Князь Пётр Вяземский с видимым удовольствием поместил в свою записную книжку забавную историю про двух неунывающих пиитов:

«Молодости было много, а денег мало. Они везде задолжали, в гостиницах, лавочках, в булочной; нигде ничего в долг им более не отпускали. Один только лавочник, торговавший вареньями, доверчиво отпускал им свой товар; да где-то промыслили они три-четыре бутылки малаги. На этом сладком пропитании продовольствовали они себя несколько дней».

Это, разумеется, не значит, что поэты бедствовали: знатная родня того бы никак не допустила. Дельвиг был из баронов; Боратынскому присылала значительные суммы маменька, тамбовская помещица. Просто друзья никак не хотели обременять себя бытом, отчего порой и жили по-спартански. Молодецких пирушек от этого нисколько не убывало…

В поэме «Пиры», написанной годом позже, воспета бесшабашная разгульная молодость, которой каждый из них заплатил добрую дань.

Узы сердца и песенного дара скрепили союз поэтов — так назвал Вильгельм Кюхельбекер поэтическое братство, куда вошли кроме него Пушкин, Дельвиг и Боратынский.

Всем четверым — по двадцать лет или около того: духом вольны, блестяще даровиты, умны, образованны — и каждый на взлёте своей судьбы. И все при этом — разные, каждый самобытен по стихам, образу мыслей, характеру..

Так! Не умрёт и наш союз,

Свободный, радостный и гордый,

И в счастье, и в ненастье твёрдый,

Союз любимцев вечных Муз! —

писал восторженный Кюхля в 1820 году в стихотворении «Поэты».

А Боратынский обратил свою поэму «Пиры» к Пушкину и Дельвигу…

Поначалу он пробовал свою лиру лишь в стихах на случай. Альбомные мадригалы, задорные эпиграммы, пока ещё неумелые:

Здесь погребён армейский капитан.

Он честно жил и грешен не во многом:

          Родился пьян и умер пьян,

          Вот весь ответ его пред Богом.

Потом он открывает для себя послания — свободный, искромётный, прихотливый жанр, где всё непосредственно, живо, где лирика мешается с остротами, древний миф соседствует с современностью, пафос — с бытовым разговором.

Так, любезный мой Гораций,

Так, хоть рад, хотя не рад,

Но теперь я муз и граций

Променял на вахтпарад;

Сыну милому Венеры,

Рощам Пафоса, Цитеры,

Приуныв, прости сказал;

Гордый лавр и мирт весёлый

Кивер воина тяжёлый

На главе моей измял.

Строю нет в забытой лире,

Хладно день за днём идёт,

И теперь меня в мундире

Гений мой не узнаёт! <…>

(«Дельвигу», 1819, <1826>)

Далее он рисует образ друга, «любимца души» — бегло, но с удивительной верностью и свободным изяществом:

Вольный баловень забавы,

Ты, которому дают

Говорливые дубравы

Поэтический приют,

Для кого в долине злачной,

Извиваясь, ключ прозрачный

Вдохновительно журчит,

Ты, кого зовут к свирели

Соловья живые трели,

Пой, любимец аонид!

В тихой, сладостной кручине

Слушать буду голос твой,

Как внимают на чужбине

Языку страны родной.

□ □ □ □ □

Короткая задача 1
Подсчитайте строки записей, в которых встречается слово «dragon», и укажите только их число.

Исходные записи
□ □ □ □ □

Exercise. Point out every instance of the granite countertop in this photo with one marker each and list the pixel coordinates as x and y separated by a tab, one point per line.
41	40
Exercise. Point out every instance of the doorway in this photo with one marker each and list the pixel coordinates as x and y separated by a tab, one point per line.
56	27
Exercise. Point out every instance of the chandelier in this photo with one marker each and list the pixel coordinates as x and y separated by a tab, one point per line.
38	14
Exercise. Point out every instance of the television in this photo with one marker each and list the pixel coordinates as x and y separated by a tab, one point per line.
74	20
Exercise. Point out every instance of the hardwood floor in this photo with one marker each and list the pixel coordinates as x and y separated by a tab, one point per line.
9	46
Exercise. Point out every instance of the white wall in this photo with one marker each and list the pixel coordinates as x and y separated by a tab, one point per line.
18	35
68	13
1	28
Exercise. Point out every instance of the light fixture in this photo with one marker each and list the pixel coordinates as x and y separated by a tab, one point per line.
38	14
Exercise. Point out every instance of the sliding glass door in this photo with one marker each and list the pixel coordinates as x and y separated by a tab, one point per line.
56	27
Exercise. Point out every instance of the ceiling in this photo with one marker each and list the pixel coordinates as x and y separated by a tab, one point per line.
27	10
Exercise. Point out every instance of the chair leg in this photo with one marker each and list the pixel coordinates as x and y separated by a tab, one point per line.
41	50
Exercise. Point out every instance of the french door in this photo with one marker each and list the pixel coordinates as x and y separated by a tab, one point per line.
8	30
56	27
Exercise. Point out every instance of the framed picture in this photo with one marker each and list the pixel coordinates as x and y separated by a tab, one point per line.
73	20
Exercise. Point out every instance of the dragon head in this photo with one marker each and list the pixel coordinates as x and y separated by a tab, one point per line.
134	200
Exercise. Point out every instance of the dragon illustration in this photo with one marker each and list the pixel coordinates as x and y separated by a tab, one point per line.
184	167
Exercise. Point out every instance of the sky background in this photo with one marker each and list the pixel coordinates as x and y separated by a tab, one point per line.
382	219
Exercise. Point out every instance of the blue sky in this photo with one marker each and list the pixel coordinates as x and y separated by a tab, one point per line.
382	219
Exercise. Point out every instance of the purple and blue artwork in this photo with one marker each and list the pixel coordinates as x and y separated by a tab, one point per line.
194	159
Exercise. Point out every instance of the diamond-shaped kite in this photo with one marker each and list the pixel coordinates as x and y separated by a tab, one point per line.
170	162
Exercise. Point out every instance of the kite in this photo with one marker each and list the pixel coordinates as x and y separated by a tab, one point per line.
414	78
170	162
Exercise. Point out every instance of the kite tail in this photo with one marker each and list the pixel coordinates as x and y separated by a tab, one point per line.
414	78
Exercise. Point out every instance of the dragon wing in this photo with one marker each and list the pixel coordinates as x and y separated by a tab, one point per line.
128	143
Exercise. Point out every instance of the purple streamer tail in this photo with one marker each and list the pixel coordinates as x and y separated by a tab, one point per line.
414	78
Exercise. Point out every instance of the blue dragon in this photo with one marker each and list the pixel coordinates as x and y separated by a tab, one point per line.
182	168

□ □ □ □ □

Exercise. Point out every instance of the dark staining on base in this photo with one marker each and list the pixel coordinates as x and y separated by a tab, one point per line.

□ □ □ □ □

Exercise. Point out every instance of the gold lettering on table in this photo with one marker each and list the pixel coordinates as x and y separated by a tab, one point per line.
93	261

□ □ □ □ □

Короткая задача 2
Подхватите отрывок о поэтическом союзе Боратынского, Дельвига, Пушкина и Кюхельбекера и продолжите его после последних показанных строк.

Результат упражнения 1
4

Результат упражнения 2
Антон Дельвиг не заставил себя ждать с ответом и откликнулся посланием — «Евгению»:

За то ль, Евгений, я Гораций,

Что пьяный, в миртовом венке,

Пою вино, любовь и граций,

Как он, от шума вдалеке,

И что друзей люблю — старинных,

А жриц Венеры — молодых. <…>

Благоуханной головою

Поникнув, Лидии младой

Приятно нежить слух игрою,

Воспеть беспечность и покой,

И сладострастия томленье,

И пламенный восторг любви,

Покинуть гордые желанья,

В венок свой лавров не вплетать

И в час весёлого мечтанья

Тихонько Флакку подражать

В науке дивной, в наслажденьи,

И с ним забавы петь свои.

Дельвиг душой — словно бы в Древней Греции, и в своей воображаемой эпикурейской неге не желает знать никаких забот. На каменных мостовых северной российской столицы, ещё веющей промозглым духом попранных Петром болот, ему чудятся Парнас, светлое вино, храм Цитеры, лавровые венки. Ему дела нет до караулов, разводов, вахтпарадов. — Вольный баловень забавы, любимец аонид!..

Но этот потомок прибалтийских баронов вслед за счастливым детством человечества — Древней Грецией — потянулся душой к русской старине, к народной песне, к её прямоте и простодушию. Никакого противоречия! — Миф тоже был песней, сказочной, эпической, а русская песня — это народная поэзия, родом из древнего мифа, растворившая его в своём естестве.

Не кто иной, как баловень и ленивец Дельвиг оказался на редкость способным к действию: он сразу же почуял в Боратынском дарование и отнёс его первые, далеко не совершенные стихи в журнал. По семейному преданию, Дельвиг сделал это, не спросив разрешения у Боратынского. Это семейное предание, замечает Г. Хетсо, «подкрепляется ещё и Я. К. Гротом, утверждавшим, что Баратынский осмелился явиться в печати „только по приговору своего лицейского судьи“. Любопытно в этом отношении, что барон Дельвиг, по-видимому, „устраивал в печать“ и первые стихи Пушкина». В конце февраля 1819 года в «Благонамеренном» А. Е. Измайлова был напечатан мадригал «Пожилой женщине и всё ещё прекрасной», подписанный инициалами «Е. Б.». Там же, в «Благонамеренном», в марте появились: «К Алине», «Любовь и дружба», «Портрет В…» — уже с подписью: Е. Боратынскiй.

«Боратынский часто вспоминал о том тягостном впечатлении, которое произвело в нём это неожиданное появление его стихов, и говорил, что никакой впоследствии успех не мог выкупить этой мучительной минуты», — вспоминал Николай Путята.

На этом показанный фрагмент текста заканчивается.